• [PROMPT]
For the copy, please give all of the data again exactly and leave the pictures out.

╭─ DATA PROVIDED

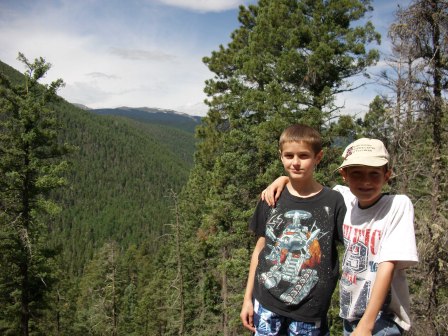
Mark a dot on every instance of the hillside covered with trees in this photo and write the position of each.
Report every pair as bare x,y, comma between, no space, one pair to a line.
161,247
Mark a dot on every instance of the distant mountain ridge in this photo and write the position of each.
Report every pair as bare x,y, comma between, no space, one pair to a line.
153,115
125,163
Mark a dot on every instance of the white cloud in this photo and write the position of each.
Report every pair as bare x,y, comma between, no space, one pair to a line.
137,54
204,5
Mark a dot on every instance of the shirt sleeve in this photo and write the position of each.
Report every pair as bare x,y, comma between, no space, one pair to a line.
258,222
399,237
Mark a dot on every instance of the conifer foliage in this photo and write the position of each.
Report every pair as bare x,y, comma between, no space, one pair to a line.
30,167
284,65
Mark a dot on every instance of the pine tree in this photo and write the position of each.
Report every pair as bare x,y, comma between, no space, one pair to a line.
419,36
285,63
30,168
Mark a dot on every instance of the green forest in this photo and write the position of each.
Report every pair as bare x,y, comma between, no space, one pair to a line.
112,225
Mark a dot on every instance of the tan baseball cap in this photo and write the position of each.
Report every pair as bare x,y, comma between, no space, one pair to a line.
365,152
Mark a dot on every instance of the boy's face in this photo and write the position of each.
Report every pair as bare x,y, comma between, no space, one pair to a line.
366,182
299,159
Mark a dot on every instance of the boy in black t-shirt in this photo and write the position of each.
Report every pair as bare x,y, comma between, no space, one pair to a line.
294,266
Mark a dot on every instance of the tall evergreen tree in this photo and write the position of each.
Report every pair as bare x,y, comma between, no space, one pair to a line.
422,28
285,63
30,168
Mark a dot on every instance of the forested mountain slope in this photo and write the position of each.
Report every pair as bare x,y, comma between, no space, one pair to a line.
120,176
154,116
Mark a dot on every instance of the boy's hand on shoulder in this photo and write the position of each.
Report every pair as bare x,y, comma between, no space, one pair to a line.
247,315
271,194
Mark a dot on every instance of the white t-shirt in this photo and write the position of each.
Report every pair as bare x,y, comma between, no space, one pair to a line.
382,232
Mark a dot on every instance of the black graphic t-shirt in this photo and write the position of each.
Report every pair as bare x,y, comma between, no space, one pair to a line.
298,268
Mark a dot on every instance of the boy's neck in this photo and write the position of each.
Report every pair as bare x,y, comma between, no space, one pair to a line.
304,190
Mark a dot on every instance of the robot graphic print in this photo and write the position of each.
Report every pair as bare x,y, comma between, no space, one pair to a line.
294,254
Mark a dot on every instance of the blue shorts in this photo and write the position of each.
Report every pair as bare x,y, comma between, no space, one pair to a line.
268,323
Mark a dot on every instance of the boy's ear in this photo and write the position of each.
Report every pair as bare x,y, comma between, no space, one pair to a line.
319,156
387,175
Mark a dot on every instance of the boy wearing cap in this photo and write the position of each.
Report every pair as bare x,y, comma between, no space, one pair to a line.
379,244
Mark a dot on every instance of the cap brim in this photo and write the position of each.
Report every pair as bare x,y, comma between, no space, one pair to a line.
371,162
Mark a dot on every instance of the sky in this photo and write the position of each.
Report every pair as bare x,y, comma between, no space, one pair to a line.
138,53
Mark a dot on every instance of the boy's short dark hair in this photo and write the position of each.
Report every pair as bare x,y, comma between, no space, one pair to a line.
299,133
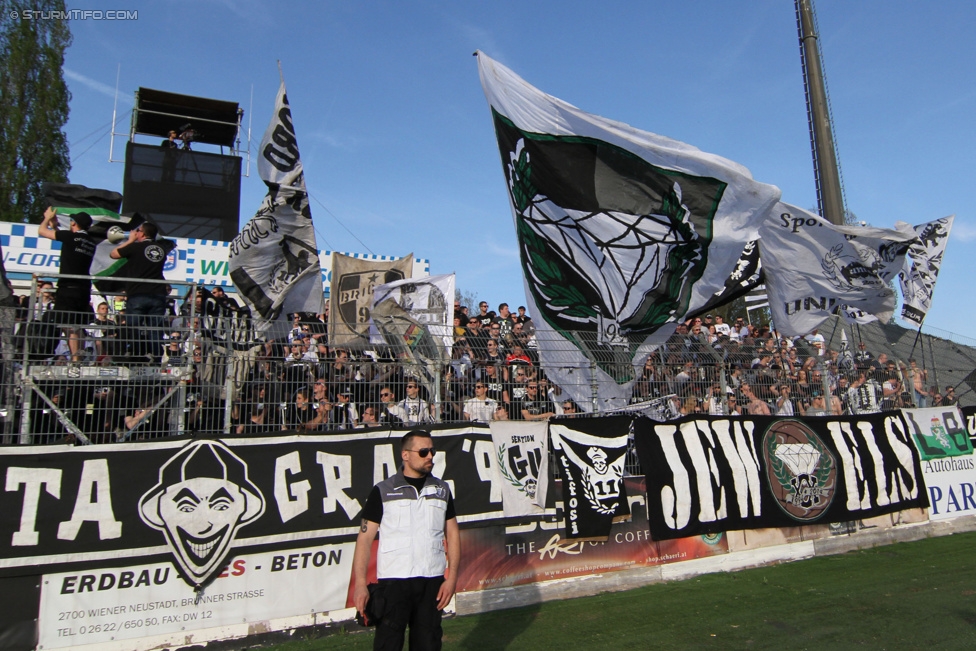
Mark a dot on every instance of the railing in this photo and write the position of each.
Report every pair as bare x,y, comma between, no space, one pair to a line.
200,369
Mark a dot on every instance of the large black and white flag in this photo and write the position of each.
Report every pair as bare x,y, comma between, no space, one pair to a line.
621,232
815,269
714,474
590,453
522,463
921,268
273,261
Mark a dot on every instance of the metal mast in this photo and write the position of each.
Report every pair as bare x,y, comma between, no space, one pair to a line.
830,189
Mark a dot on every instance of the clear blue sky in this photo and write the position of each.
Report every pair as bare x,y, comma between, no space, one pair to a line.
397,144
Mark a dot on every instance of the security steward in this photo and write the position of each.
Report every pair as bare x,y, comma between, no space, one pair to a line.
413,511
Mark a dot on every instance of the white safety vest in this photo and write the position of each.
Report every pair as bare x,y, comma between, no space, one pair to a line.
412,529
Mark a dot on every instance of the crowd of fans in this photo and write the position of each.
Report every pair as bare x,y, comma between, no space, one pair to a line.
211,373
709,366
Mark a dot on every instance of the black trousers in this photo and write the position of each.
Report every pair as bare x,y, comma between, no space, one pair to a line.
413,603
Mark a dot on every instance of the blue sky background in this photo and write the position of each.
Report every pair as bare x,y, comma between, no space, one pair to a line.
397,143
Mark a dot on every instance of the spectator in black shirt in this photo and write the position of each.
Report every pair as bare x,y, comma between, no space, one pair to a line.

╰─

• [FINISHED EXERCISE]
Mark a dot on every instance of the hillside covered with trees in this photo and write the position of each.
Report every pair as bare x,y, comma between, no space, one pair to a line.
161,247
Mark a dot on every instance of the distant mountain ridge in this photo and write the position of each.
Report every pair as bare x,y, comma between, no space, one pair to a line.
153,115
125,163
Mark a dot on every instance of the white cloud in this photo and write the position of each.
Report every pair as bare x,y, comma between, no space, one pair to a line.
137,54
204,5
Mark a dot on every instance of the shirt sleeve in this photo and write the position of each.
Report every pair as bare x,y, comma between, no space, one pair to a line.
258,222
399,237
Mark a dot on every instance of the conifer foliage in this photo and write the position of each.
Report every pair as bare x,y, comma between, no space, one pair to a line.
30,167
284,65
Mark a dot on every instance of the pine tree in this photo and write the position of each.
Report every pair as bare x,y, comma between, no space, one pair to a line.
419,36
285,63
30,168
Mark a dot on every instance of the green forest in this photo and write the position of each.
Report every pair as bare x,y, comma between, no space, one pair to a line.
112,225
Mark a dot on every instance of the tan baseball cap in this photo and write the position of each.
Report every pair as bare x,y, comma between, no space, one pair to a line.
365,152
Mark a dot on every instance of the boy's face in this photo and write the position of each.
Report every pair as bare x,y, comma between, no space, one pair to a line.
366,182
299,159
Mark a dot on every instance of the boy in black t-shirt in this photo and write the position of each.
Report every pair as bare x,y, comma between, no space, one pair to a line.
294,266
Mark a dot on every instance of the tall evergreen tree in this photo and write the position of each.
Report every pair as bare x,y, comma between, no space, one pair to a line.
422,28
285,63
30,168
Mark a dot on every instance of the forested mountain slope in this photo and write the position of each.
Report every pair as bare x,y, comma between, no space, one pair to a line.
120,176
154,116
Mark a dot on every instance of the boy's hand on shoulder in this photo and write the position of each.
Report every pair as bare x,y, comma between, no space, one pair to a line.
247,315
271,194
Mark a dot on every instance of the white t-shirt in this photo and write the position of each.
Report every pair as bare x,y, comma between, no space, one pair to a line.
382,232
Mark a dot on every instance of the black graphic t-shirt in this photo and write the position of each.
Report every pair as bare x,y, comma between, no space, one pair to a line.
298,268
Mark a dot on every instance of the boy's neck in this photo and write the position of each.
Report every pair as bare x,y, comma between, no space, one pair to a line.
304,190
Mark a dot on every instance of the robot graphic print in this photo and write the position of each.
Report every pair as bare x,y, comma between, no space, one pair to a line.
294,254
Mark a dot on every instance of the blue shorts in this photo and write the position of each.
Report every pair as bare x,y, comma between, no space, one pair to a line.
268,323
Mark a dot on every instance of the boy's ear in this photo and write the position of each.
Report every pair as bare x,y, comma between, no space, one pair to a line.
319,156
387,175
Mark a dot on every instance of the boy wearing cap in this photo and write the position of each.
Report every pair as bare x,y, comma between, no space, one pair to a line.
379,244
Mark a dot on every instance of the cap brim in this photo and write the position of each.
Report every pair as bare x,y, comma between, no space, one pair to a line.
371,162
Mark a dot on every instance of the sky in this photo and write the position of each.
Report every pair as bare x,y, comma between, no space, one pair to a line.
138,53
Mark a dot on every instance of the boy's short dark hair in this photo and write the position of each.
Report every pair as bare x,y, comma between, no space, one pair to a line.
299,133
Mark a dot on every instance of the railing in this photo and write the position of each.
Report every pair as bare x,y, comma between, no space, one pair to a line.
200,369
Mark a dot on every instance of the large black and white flag in this photo and write the position of each.
Report every pair as bare x,y, comma between, no space, one pair to a line.
621,232
815,269
714,474
590,453
522,463
921,268
273,261
Mark a dot on every instance of the metal mast in this photo and write the position of each.
Report every pair as bare x,y, comma between, no space, one pair to a line.
830,189
Mark a dot on every instance of the clear blue sky in this photo and write the position of each.
Report every pair as bare x,y, comma between, no space, one pair to a line.
397,144
Mark a dot on every instance of the security steward in this photo and write the position of each.
Report every pair as bare x,y, comma between, no space, one pair to a line.
413,511
Mark a dot on every instance of the white safety vest in this photo and write the position of each.
Report every pair as bare x,y, comma between, no space, one pair to a line.
412,529
Mark a dot on every instance of the crowd of fans in this photo and write the position of each.
Report every pair as bare x,y, comma between, no space, one pair to a line.
211,373
709,366
Mark a dot on every instance of the black trousers in this photo and write the position of each.
Report every pair as bare x,y, comma between, no space, one pair to a line.
413,603
Mark a dot on every instance of the blue sky background in this photo and write the position of each.
Report every pair as bare x,y, comma between, no space, one pair to a line.
397,143
Mark a dot on every instance of the spectator in black shirt in this photo and write the position of each.
Report every pair as bare x,y, comma between, no space, one pair to a line.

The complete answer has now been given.